■ **Document segment**
┏━━
I have learned that though I thought I was pretty strong, I'm really not.  I thought all the stuff with Becca was hard, and parts of my life were hard (losing my parents young, getting divorced, etc.), but this has been the absolute worst.  Finding out EXACTLY who your friends are has been a huge reality check.  It doesn't matter if you've been friends for 40 years or 4 months, not that I ever expected anyone to 'help' me as I'm just not like that. I don't normally ever ask for help, but there are times where you just need it, you need your (closest) friend to talk to and I didn't have that, for whatever reason. (I have others that have stepped up though, so turned out not to be so much of an issue as a disappointment).  I kept most of this to myself because I didn't want to burden anyone, although I did 'whine' online from time to time and felt bad about it.....anyway, this has made me question my perception of my relationships and I ended up deciding to just move on because in the end, it's THEIR issue, their choices, their lives that got in the way I guess, and you cannot control the way people react, or expect anything from anyone, ever, like I had ANY control over this!

I know people that you never ask how they are because they'll go on about their ear, their shoulder and every freakin' minor health issue in the big scheme of things for 20 minutes and always have a worse case scenario story, or have to top whatever you may have going on.  I NEVER wanted to be that person and made a very conscious effort over the years not to be, and with this nonsense especially, to be sure to ask about them and their lives and not go on about cancer, besides, you get so sick of talking about cancer.....but then there are those that you don't see very often and you have to explain where your hair went, or where you've been.

You make time for a friend, even a little time, especially when they are in the hospital and or faced with a catastrophic illness.  Little things like stopping by with coffee or getting out of the house go a long way and certainly help you forget at least for a moment that this nonsense that you have NO control over and has taken over your life is present.
┗━━
■ **Work item**
Carry on the personal reflection about friendship during cancer, picking up after its last sentence.

[Collected data]
┏━━
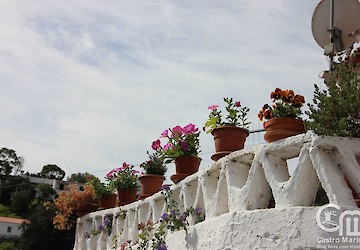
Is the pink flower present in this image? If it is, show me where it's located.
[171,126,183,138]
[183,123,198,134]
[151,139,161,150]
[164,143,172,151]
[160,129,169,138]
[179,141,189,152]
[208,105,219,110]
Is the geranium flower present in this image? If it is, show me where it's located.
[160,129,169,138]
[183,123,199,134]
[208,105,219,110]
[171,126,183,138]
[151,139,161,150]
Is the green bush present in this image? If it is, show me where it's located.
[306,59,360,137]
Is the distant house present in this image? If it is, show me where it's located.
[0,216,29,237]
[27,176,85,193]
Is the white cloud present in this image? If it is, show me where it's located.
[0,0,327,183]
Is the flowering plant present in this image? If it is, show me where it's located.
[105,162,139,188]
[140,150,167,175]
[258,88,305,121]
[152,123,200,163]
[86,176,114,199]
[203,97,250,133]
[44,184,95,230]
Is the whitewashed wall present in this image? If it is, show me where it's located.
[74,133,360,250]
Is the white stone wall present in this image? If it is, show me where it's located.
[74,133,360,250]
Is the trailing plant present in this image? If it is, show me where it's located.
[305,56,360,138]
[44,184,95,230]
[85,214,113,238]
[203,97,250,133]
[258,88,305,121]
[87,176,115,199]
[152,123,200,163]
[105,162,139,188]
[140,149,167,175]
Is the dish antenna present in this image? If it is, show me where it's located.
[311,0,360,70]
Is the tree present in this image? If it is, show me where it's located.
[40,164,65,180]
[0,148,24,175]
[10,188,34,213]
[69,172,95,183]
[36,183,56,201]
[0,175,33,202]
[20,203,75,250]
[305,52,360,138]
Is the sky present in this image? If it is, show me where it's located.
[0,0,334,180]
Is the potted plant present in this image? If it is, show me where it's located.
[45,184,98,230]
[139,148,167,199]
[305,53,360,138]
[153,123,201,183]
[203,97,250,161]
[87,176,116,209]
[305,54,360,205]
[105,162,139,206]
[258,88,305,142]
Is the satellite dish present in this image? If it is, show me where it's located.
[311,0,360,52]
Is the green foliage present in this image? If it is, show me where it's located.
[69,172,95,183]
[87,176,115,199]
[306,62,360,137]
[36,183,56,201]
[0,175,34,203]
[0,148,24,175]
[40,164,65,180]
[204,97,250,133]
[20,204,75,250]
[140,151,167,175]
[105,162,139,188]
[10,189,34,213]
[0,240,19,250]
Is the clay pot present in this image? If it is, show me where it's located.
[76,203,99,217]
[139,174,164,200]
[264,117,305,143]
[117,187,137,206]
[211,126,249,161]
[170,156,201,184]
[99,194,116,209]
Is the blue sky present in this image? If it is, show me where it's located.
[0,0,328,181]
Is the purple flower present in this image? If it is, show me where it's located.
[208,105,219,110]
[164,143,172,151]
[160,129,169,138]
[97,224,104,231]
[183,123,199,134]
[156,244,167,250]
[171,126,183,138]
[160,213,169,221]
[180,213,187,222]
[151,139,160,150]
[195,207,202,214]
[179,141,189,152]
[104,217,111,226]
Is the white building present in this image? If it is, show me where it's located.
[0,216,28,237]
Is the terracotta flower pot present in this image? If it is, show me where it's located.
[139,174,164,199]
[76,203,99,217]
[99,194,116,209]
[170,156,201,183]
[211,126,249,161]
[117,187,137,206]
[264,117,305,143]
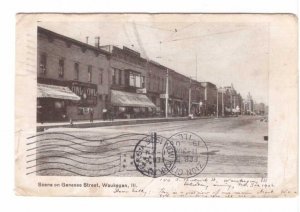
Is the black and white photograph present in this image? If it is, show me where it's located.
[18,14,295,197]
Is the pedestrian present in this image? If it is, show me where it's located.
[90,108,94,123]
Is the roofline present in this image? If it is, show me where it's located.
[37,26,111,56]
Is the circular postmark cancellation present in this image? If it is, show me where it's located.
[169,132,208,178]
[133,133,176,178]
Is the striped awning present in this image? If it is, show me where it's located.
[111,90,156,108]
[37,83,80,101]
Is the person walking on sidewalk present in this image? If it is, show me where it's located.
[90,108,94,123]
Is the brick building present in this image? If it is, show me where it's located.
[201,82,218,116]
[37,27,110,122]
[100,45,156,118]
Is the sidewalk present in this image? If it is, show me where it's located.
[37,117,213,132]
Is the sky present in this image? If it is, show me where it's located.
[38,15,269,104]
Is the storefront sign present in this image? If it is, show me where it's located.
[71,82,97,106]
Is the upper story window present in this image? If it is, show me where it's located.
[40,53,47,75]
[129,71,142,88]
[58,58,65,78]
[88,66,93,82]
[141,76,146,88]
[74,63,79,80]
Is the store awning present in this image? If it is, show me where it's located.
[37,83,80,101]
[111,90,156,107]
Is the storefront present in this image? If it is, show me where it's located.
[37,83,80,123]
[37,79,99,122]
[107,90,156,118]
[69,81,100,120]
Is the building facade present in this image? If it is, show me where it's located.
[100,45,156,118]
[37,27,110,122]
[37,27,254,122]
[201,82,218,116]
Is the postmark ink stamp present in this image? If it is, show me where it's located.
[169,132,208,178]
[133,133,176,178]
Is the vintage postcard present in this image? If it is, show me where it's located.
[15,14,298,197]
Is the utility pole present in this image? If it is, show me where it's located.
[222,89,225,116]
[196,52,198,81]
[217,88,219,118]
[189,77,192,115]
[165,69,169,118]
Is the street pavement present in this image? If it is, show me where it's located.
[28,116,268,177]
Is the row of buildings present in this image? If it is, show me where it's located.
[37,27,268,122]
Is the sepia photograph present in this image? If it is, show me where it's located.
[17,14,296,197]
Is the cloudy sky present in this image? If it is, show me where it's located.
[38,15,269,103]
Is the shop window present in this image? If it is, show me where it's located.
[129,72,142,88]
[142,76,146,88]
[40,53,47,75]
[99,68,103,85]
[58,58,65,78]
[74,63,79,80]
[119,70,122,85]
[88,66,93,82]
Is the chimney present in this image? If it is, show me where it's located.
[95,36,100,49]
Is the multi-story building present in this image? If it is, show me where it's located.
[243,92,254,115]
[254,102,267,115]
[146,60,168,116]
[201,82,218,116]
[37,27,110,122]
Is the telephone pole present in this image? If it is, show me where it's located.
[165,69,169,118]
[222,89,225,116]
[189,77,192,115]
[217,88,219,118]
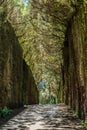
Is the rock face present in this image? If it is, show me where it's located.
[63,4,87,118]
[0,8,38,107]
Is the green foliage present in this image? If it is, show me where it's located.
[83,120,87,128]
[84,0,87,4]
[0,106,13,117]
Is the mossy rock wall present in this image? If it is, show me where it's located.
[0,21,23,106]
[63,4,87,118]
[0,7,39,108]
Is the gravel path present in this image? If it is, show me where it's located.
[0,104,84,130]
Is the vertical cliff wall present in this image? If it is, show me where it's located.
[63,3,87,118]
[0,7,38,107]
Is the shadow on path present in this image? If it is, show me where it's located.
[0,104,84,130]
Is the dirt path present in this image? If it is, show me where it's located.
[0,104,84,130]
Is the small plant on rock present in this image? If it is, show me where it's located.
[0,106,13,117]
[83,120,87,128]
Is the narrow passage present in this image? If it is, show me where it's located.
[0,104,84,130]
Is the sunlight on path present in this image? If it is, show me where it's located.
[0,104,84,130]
┗━━
┏━━
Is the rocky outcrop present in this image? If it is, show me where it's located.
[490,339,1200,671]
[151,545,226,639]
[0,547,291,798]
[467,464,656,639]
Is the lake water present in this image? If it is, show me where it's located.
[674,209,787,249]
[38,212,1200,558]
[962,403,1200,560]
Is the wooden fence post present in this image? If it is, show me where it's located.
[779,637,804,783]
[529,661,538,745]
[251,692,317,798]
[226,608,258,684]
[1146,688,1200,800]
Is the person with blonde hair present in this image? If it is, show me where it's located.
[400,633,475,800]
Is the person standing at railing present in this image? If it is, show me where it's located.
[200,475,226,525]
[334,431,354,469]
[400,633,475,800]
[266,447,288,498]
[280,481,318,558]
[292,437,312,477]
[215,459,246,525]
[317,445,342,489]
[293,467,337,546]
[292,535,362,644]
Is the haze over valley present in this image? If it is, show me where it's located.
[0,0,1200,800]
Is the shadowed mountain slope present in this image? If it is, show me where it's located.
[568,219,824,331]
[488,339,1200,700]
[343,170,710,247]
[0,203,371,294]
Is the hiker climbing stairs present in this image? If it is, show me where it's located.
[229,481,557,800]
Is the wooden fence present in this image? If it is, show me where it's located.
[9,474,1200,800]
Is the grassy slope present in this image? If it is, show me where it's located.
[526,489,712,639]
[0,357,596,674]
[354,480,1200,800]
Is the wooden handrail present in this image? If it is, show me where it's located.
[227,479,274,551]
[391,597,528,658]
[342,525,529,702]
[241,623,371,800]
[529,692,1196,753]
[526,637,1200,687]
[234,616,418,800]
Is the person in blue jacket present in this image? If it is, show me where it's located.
┗━━
┏━━
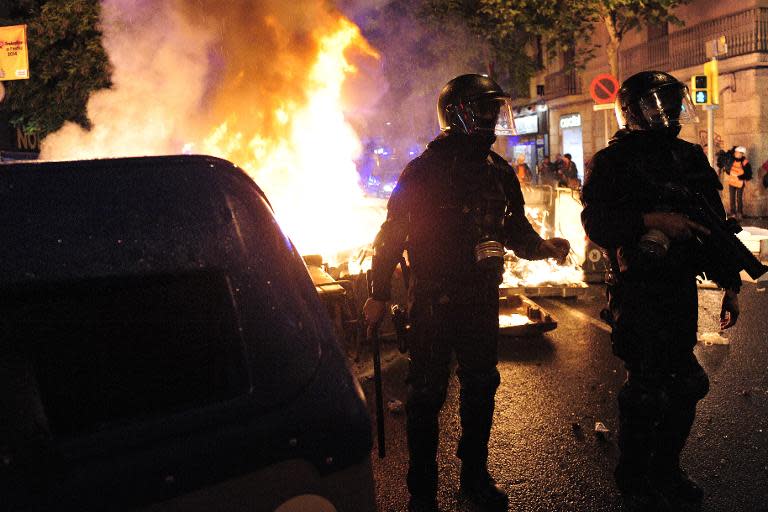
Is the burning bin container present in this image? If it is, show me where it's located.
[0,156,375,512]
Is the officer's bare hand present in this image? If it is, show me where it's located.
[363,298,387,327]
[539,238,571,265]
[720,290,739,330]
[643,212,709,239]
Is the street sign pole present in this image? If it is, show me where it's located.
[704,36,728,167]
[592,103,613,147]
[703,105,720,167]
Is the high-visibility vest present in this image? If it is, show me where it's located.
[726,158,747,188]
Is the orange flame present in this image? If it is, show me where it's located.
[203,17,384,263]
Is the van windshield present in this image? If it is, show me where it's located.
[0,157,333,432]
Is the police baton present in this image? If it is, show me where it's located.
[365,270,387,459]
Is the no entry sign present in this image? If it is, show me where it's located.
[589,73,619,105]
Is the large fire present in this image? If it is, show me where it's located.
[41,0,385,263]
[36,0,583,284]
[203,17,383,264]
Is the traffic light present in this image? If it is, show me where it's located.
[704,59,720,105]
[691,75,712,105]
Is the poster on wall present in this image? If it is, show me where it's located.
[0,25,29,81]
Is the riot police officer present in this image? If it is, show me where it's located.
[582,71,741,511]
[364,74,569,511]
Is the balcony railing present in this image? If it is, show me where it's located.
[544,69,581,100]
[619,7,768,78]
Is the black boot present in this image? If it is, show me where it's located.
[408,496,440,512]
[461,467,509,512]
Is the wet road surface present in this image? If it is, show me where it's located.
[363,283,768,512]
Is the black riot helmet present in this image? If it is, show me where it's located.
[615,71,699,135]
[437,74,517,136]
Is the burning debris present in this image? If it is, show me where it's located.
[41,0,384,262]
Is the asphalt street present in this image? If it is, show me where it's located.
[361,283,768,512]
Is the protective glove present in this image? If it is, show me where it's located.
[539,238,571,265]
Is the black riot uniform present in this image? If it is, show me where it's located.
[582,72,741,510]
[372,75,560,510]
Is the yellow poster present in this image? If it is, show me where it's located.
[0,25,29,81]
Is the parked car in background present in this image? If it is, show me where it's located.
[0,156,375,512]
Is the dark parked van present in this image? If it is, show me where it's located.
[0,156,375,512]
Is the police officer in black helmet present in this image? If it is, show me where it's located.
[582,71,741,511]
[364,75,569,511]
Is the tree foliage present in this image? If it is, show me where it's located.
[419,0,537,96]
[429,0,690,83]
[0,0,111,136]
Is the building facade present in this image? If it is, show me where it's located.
┗━━
■ **Solved exercise**
So that's been my last 9 or so months.  I had to go back to my gyn last week, where this all began.  She hugged me as I haven't seen her since all this started....now we'll see what 2014 will bring, I can't imagine it could be much worse, but I'm knocking on wood for that.  As I've said all along, I don't have time for this nonsense, but you have no choice.  You have to make time, you have to take it easy (I deal by going to bed by 8 pm most nights).  I'm not the type to sit home and mope about it, although some days I'm just so exhausted and/or sick that I'm forced to, there's nothing I did to 'deserve' this, or that I can question myself on (did I stand too close to the microwave? It's Monsanto and their GMO's fault (I really believe that's part of it....don't get me started on our food supply being poisoned!)), should have done, shouldn't have done......I go to who they told me to, when they told me to (for the most part....there were times when I couldn't and then they found out I was still working, they thought I was crazy, in fact they assume you are not working through this).  I heard one story from my radiation people that patients come in and need TWO treatments, and not even for cancer, and are asking to get 'written' out of work, I didn't ask until visit 30 and that was just because I was so burned I couldn't stand clothing, the seat belt, etc.

Those of you that have distracted me, old and new friends, online and real life, I can never thank or repay you for your kindness.  Thank you to those of you who have been incredibly kind and supportive this year, to me and my family, you are truly the best friends I could ever ask for and I will never forget the little and big things that you did for me and with me.  Happy New Year.